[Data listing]
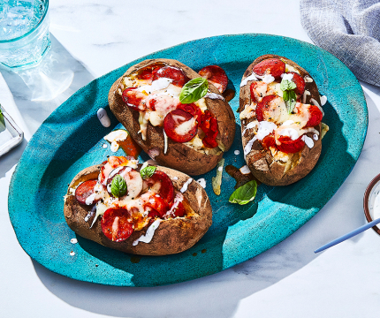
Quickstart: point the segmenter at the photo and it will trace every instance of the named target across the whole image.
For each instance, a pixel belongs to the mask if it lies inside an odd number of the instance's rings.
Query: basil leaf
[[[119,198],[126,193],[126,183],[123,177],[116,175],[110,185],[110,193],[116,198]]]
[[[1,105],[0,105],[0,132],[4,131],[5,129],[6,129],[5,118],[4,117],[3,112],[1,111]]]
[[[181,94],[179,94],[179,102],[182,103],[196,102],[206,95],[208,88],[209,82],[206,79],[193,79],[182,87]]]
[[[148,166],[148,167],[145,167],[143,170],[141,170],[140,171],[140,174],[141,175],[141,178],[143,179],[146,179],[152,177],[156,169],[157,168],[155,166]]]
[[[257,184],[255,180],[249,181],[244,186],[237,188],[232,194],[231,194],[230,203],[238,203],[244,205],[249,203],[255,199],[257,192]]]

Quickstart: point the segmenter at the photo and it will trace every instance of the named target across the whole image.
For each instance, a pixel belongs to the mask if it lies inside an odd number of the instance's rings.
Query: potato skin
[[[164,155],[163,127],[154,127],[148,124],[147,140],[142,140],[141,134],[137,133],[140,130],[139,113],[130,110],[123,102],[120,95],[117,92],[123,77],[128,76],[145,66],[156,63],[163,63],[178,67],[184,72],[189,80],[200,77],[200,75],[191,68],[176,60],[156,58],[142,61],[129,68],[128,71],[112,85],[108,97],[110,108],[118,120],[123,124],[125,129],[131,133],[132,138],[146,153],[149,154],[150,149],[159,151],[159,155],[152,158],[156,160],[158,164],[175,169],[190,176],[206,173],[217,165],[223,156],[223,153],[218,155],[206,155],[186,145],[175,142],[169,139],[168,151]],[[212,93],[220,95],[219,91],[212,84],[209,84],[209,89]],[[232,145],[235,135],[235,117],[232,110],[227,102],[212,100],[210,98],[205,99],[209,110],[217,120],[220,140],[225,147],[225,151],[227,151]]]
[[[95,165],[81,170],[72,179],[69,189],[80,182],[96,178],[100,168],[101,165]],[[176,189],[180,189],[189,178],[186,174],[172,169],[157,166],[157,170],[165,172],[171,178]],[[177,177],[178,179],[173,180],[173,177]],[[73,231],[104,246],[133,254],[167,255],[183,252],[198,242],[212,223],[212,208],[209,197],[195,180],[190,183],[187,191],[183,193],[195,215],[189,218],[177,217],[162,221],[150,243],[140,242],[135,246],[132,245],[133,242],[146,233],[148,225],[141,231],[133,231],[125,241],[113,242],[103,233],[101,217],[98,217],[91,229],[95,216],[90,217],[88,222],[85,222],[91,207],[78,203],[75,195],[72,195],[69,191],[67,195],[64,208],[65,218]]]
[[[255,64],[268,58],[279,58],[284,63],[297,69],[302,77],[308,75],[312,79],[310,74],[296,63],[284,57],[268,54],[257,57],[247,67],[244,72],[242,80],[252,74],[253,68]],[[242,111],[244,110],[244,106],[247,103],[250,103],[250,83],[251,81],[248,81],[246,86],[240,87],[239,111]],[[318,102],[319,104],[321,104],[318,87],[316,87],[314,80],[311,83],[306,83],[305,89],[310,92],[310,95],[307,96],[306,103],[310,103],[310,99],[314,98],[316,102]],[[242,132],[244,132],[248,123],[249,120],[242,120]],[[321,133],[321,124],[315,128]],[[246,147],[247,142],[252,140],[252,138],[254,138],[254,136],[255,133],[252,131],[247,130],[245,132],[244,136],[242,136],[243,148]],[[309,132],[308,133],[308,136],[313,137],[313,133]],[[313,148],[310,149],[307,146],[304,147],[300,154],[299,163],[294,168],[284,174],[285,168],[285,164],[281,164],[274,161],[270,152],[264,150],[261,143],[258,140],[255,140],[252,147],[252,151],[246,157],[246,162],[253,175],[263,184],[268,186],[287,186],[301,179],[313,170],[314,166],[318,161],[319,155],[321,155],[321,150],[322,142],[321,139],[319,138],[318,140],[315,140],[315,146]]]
--
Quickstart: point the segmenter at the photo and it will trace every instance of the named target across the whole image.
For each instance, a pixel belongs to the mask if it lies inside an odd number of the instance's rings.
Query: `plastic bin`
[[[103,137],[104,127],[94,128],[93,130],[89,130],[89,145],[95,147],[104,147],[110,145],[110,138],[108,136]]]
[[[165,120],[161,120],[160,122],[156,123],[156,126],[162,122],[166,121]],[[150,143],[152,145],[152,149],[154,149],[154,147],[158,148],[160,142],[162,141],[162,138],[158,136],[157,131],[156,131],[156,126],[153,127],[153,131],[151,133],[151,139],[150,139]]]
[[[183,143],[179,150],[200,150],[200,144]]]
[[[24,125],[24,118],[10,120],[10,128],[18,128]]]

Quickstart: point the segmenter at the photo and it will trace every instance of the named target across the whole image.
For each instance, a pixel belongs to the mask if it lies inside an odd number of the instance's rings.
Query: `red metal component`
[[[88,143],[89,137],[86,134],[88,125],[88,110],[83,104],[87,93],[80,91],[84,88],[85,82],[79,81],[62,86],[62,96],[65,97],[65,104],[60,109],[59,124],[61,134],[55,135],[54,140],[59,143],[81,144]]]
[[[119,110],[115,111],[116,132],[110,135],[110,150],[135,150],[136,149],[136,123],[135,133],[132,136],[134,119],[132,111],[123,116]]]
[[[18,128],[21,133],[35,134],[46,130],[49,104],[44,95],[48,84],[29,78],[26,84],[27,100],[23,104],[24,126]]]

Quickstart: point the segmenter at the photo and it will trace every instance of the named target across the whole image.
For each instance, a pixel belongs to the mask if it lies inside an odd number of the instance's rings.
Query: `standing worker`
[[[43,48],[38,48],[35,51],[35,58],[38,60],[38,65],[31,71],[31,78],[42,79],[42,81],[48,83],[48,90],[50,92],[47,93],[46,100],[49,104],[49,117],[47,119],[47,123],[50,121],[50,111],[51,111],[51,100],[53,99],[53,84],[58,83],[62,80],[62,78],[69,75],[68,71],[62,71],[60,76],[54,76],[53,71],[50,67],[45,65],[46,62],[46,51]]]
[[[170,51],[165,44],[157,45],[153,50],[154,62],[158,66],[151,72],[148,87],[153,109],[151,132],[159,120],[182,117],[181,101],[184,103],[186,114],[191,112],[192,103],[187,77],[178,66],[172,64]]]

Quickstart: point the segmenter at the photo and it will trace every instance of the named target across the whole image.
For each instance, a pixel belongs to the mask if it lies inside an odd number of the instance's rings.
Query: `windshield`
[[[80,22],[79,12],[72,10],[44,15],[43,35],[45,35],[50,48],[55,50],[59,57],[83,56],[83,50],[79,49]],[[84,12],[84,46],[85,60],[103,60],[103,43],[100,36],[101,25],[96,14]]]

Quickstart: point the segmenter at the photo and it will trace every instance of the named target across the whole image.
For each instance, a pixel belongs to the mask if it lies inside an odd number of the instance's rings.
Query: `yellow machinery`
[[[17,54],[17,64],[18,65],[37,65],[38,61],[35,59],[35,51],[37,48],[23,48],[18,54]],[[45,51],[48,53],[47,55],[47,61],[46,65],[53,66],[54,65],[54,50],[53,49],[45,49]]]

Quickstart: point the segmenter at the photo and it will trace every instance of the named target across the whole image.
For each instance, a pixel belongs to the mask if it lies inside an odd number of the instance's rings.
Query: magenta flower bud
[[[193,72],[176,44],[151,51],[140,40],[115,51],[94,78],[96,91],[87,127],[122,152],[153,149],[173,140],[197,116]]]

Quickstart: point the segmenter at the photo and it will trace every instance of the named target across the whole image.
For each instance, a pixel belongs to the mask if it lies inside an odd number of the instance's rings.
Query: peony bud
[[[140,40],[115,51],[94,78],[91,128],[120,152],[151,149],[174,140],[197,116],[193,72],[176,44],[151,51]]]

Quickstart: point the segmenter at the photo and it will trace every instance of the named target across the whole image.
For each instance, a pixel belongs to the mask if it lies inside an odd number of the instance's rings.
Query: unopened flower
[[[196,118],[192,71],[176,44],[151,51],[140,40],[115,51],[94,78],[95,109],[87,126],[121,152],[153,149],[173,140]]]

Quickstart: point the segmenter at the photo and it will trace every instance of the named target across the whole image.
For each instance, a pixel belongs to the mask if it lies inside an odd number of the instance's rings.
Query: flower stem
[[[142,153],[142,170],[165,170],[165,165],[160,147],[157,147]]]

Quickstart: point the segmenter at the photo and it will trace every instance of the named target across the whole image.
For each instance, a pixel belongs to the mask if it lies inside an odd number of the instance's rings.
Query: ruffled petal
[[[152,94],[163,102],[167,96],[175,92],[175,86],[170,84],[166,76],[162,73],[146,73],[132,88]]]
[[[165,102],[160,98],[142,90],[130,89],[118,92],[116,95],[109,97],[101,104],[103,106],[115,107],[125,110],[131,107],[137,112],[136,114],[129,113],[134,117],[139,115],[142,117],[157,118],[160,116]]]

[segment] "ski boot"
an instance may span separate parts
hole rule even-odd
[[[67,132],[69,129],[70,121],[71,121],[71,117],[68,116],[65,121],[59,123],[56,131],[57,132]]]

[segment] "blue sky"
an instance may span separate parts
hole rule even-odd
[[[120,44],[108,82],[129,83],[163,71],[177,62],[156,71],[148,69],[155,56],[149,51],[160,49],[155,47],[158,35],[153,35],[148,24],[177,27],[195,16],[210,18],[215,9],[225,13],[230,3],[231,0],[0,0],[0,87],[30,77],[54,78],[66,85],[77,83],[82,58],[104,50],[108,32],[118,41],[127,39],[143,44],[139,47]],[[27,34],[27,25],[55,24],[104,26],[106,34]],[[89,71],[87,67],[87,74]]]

> PROBLEM DESCRIPTION
Tally the lines above that contain the string "flower", and reply with the number only.

> SOLUTION TO THE PROBLEM
3